TEXT SECTION:
[Begin]

Skip to main content

Zero-dependency archive & compression library — ZIP, TAR, gzip, bz2, lzma using only Python stdlib.

Project description

peasy-compress

PyPI version Python License: MIT Zero Dependencies GitHub stars

Pure Python archive and compression library with zero external dependencies. Create, extract, and inspect ZIP and TAR archives, compress and decompress data with 3 algorithms (gzip, bz2, lzma), and manage 5 archive formats (.zip, .tar, .tar.gz, .tar.bz2, .tar.xz) -- all using only the Python standard library. Every function works with bytes, Path, or string paths, operates entirely in memory with no filesystem side effects, and returns clean bytes or typed dataclasses.

Built for Peasy Tools, a free online toolkit with interactive tools for archive creation, file compression, and archive inspection. The library powers 13 functions across 2 archive formats and 3 compression algorithms, providing a consistent, type-safe API for all common compression tasks.

Try the interactive tools at peasytools.com -- archive creation, compression, and inspection tools.

peasy-compress demo -- create ZIP archives, compress with gzip bz2 lzma, inspect TAR contents in Python

Table of Contents

Install

# Core library (zero dependencies, Python 3.10+)
pip install peasy-compress

# With CLI support (adds typer)
pip install "peasy-compress[cli]"

[End]

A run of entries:
[Begin]

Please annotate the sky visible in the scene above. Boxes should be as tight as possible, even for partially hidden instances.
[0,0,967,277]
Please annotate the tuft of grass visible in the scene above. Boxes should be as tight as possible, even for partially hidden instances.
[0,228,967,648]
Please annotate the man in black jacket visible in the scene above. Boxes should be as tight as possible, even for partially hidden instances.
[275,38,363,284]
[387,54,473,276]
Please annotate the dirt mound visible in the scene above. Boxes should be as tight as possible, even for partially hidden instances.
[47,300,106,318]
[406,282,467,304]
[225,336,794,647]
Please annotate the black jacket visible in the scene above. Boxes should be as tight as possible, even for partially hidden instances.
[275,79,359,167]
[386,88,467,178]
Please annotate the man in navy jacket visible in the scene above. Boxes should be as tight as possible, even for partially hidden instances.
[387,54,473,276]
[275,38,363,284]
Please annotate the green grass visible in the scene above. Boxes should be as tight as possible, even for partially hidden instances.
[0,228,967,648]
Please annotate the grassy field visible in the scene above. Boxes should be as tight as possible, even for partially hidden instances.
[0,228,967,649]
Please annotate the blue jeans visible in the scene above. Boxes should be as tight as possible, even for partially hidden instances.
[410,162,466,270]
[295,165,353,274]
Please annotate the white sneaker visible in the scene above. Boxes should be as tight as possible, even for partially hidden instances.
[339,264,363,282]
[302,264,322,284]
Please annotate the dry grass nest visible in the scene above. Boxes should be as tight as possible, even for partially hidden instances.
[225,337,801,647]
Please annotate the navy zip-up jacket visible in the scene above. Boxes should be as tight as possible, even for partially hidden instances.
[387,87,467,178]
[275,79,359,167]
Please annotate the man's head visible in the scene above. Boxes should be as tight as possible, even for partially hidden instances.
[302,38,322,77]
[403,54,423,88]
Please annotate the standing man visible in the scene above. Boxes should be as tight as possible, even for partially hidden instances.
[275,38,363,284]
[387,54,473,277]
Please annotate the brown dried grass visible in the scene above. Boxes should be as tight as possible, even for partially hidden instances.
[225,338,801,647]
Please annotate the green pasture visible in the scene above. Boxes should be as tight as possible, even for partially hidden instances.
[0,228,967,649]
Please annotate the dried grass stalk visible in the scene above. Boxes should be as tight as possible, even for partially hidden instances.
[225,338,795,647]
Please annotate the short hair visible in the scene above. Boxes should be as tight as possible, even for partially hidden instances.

[End]

WORK REQUIRED: Reproduce the passage of the peasy-compress project page that begins at the words "Pure Python archive" and stops after the words "and inspection tools.".

EXPECTED ANSWER:
Pure Python archive and compression library with zero external dependencies. Create, extract, and inspect ZIP and TAR archives, compress and decompress data with 3 algorithms (gzip, bz2, lzma), and manage 5 archive formats (.zip, .tar, .tar.gz, .tar.bz2, .tar.xz) -- all using only the Python standard library. Every function works with bytes, Path, or string paths, operates entirely in memory with no filesystem side effects, and returns clean bytes or typed dataclasses.

Built for Peasy Tools, a free online toolkit with interactive tools for archive creation, file compression, and archive inspection. The library powers 13 functions across 2 archive formats and 3 compression algorithms, providing a consistent, type-safe API for all common compression tasks.

Try the interactive tools at peasytools.com -- archive creation, compression, and inspection tools.